───── PROVIDED PASSAGE

[comp.arch] Some ARM data

chase@Ozona.orc.olivetti.com (David Chase) (11/01/88)

In article <28200219@urbsdc> aglew@urbsdc.Urbana.Gould.COM writes:
>If anyone connected with the ARM wishes to start a meaningful 
>discussion, I would probably join in, with questions like:
>did you intend to sell it into the low market, or did you design
>the chip and have it just happen that way? did you make the right
>tradeoffs? etc.?  Is there anyone out there that can lead this?

and several people wrote, so I thought I'd provide the gory details
for anyone interested

I can't say that I'm "connected with the ARM", but I do have a copy of
the CPU software manual, and I've considered what it would be like to
write a "RISC-targeted" compiler for the ARM.  A colleague has in fact
written several compilers for the ARM, and NorCroft in England
apparently has a respectable ANSI-C compiler for the machine.

──────────
───── GIVEN INFORMATION

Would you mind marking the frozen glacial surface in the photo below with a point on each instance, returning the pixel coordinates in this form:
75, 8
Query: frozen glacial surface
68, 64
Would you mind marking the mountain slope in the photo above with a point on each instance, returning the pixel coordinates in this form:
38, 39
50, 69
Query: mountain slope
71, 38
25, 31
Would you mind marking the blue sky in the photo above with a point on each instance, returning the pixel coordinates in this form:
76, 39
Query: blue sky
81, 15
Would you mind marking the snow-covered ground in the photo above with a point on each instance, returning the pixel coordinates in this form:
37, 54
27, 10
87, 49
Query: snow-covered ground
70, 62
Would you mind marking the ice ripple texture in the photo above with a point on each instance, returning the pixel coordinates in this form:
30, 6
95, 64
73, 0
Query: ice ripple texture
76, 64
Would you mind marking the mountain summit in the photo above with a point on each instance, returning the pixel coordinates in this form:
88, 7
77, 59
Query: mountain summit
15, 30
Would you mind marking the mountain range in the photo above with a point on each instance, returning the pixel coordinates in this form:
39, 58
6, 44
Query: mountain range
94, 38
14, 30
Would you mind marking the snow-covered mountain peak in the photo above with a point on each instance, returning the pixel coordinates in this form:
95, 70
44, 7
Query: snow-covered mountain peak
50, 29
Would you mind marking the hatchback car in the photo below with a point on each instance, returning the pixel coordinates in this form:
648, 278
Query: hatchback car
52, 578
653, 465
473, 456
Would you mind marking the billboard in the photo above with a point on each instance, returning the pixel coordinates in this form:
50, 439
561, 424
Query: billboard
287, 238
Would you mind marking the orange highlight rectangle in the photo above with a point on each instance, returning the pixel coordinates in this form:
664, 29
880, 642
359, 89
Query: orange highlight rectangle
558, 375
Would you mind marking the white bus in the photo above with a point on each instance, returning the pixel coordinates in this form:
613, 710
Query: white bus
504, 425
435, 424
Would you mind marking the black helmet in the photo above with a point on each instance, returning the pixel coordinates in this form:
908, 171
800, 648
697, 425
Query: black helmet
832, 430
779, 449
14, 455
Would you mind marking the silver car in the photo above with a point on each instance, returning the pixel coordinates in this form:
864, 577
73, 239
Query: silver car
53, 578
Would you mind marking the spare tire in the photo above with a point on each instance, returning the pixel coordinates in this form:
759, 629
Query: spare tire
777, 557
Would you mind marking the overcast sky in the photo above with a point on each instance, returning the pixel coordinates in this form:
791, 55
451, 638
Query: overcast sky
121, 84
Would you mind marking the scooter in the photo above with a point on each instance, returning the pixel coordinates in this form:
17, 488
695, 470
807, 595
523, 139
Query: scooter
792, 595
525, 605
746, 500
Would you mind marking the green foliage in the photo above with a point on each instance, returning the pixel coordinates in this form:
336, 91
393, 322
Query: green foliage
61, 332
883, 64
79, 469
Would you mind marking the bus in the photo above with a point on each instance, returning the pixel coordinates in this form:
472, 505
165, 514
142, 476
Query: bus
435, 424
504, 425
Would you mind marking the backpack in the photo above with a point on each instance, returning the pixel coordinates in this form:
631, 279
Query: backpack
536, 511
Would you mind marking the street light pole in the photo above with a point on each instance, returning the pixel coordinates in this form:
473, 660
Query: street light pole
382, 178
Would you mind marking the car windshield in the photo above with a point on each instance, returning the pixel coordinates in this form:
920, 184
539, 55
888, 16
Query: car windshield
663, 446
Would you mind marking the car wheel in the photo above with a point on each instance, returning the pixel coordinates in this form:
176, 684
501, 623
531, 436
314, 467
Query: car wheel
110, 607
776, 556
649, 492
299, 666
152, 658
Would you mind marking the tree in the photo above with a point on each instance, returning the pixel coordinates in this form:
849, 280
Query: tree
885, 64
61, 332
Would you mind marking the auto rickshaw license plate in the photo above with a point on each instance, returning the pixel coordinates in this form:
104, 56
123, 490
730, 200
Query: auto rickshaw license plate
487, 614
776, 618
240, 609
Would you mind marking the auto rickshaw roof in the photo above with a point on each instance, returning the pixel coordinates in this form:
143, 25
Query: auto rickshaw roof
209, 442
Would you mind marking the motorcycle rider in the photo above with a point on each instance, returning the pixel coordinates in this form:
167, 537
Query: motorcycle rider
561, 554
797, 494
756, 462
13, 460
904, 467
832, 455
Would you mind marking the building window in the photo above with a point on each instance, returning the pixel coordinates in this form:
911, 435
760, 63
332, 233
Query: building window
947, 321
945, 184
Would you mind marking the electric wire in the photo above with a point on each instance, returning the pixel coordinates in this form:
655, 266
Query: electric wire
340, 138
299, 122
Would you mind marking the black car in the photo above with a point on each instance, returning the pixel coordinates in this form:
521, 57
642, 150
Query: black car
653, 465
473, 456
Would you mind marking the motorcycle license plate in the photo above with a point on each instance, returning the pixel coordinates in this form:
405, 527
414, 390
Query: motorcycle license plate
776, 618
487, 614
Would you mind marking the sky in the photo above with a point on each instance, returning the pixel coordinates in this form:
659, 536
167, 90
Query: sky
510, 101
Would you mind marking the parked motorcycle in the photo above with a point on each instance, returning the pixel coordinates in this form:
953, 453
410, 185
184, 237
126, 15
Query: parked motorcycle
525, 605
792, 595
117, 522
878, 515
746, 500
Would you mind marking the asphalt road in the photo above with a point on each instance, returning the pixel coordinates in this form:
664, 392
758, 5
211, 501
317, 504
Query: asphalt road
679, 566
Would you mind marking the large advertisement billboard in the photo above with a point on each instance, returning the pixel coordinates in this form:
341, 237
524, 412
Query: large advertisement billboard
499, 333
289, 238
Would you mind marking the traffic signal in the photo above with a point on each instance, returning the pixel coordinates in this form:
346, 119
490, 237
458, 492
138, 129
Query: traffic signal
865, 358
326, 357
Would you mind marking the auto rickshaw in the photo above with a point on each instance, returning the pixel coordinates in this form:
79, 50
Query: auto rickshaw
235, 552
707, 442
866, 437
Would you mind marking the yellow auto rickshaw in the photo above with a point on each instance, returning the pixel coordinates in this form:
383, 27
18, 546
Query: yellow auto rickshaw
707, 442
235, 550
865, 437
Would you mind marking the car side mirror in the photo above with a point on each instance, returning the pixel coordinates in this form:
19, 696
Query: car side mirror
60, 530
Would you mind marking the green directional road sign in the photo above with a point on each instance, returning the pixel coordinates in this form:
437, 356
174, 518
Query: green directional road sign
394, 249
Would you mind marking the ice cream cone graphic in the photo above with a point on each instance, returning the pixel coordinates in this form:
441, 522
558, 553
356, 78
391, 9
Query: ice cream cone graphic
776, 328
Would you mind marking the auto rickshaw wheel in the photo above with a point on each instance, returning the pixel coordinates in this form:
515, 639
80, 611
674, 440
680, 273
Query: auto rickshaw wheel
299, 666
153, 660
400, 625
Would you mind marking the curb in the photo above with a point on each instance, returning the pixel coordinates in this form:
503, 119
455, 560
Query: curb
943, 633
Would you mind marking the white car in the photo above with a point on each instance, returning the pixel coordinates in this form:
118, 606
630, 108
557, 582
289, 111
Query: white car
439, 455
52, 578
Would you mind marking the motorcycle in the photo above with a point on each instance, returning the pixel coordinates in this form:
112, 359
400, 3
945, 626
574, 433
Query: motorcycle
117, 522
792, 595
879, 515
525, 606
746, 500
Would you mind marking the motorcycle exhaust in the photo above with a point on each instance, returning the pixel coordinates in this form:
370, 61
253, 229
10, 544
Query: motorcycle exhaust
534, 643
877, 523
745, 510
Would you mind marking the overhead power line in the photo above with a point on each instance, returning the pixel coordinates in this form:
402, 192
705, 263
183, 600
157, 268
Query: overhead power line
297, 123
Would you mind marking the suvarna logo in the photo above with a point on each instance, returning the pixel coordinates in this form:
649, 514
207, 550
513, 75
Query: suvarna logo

──────────

For each statement about the ARM post above, answer yes or no and quote the words from the post that decide it: 1. The writer claims to be connected with the ARM. 2. The writer owns a copy of the CPU software manual. 3. NorCroft is based in England.

1. No: "I can't say that I'm "connected with the ARM""
2. Yes: "I do have a copy of the CPU software manual"
3. Yes: "NorCroft in England apparently has a respectable ANSI-C compiler for the machine"